Stored records

****************************************

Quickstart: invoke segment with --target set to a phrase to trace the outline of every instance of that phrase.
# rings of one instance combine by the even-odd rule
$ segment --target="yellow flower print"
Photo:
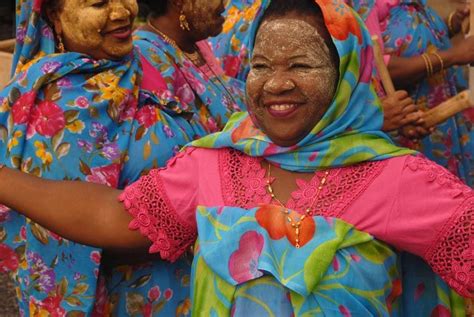
[[[18,145],[18,138],[21,138],[23,136],[23,132],[21,131],[15,131],[13,133],[13,137],[8,141],[8,151],[11,152],[11,150]]]
[[[239,21],[241,12],[236,8],[232,7],[227,12],[224,25],[222,26],[222,33],[228,33],[233,29],[234,25]]]
[[[10,110],[10,105],[8,104],[8,98],[4,98],[3,102],[0,104],[0,112],[7,112]]]
[[[176,316],[188,316],[191,310],[191,300],[186,298],[181,304],[176,308]]]
[[[253,21],[261,5],[262,5],[261,1],[255,1],[255,3],[252,6],[250,6],[247,10],[245,10],[244,19],[246,21]]]
[[[69,123],[66,126],[69,132],[74,133],[74,134],[82,133],[85,127],[86,126],[84,122],[82,122],[81,120],[74,120],[73,122]]]
[[[230,40],[230,45],[232,47],[233,51],[239,51],[240,47],[242,46],[240,40],[236,36],[232,36],[232,39]]]
[[[43,164],[50,165],[53,162],[53,156],[46,150],[46,144],[41,141],[35,141],[36,156],[41,159]]]

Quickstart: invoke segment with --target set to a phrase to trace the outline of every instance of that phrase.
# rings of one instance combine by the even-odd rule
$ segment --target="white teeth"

****************************************

[Activity] Once the pictures are removed, reproduce the remaining entries above exactly.

[Answer section]
Quickstart: invoke segment with --target set to a phrase to trace the outline of every instance of that phrase.
# rings of one instance combine by the even-odd rule
$ segment --target="yellow flower print"
Photo:
[[[18,145],[18,138],[21,138],[23,136],[23,132],[21,131],[15,131],[13,133],[13,137],[8,141],[8,151],[11,152],[11,150]]]
[[[239,21],[241,12],[236,8],[232,7],[227,12],[224,25],[222,26],[222,33],[228,33],[233,29],[234,25]]]
[[[10,110],[10,105],[8,104],[8,98],[4,98],[3,102],[0,104],[0,112],[7,112]]]
[[[176,316],[188,316],[191,310],[191,300],[186,298],[181,304],[176,308]]]
[[[253,21],[261,5],[262,5],[261,1],[255,1],[255,3],[252,6],[250,6],[247,10],[245,10],[244,19],[246,21]]]
[[[69,123],[66,126],[69,132],[74,133],[74,134],[82,133],[85,127],[86,126],[84,122],[82,122],[81,120],[74,120],[73,122]]]
[[[230,40],[230,45],[232,47],[233,51],[239,51],[240,47],[242,46],[240,40],[236,36],[232,36],[232,39]]]
[[[43,164],[50,165],[53,162],[53,156],[46,150],[46,144],[41,141],[35,141],[36,156],[41,159]]]

Quickstart: invoke segment with --target set to a phrase to trace the outline of every instance of that phrase.
# rings of one instance combine by the even-odd rule
$ segment --target="white teeth"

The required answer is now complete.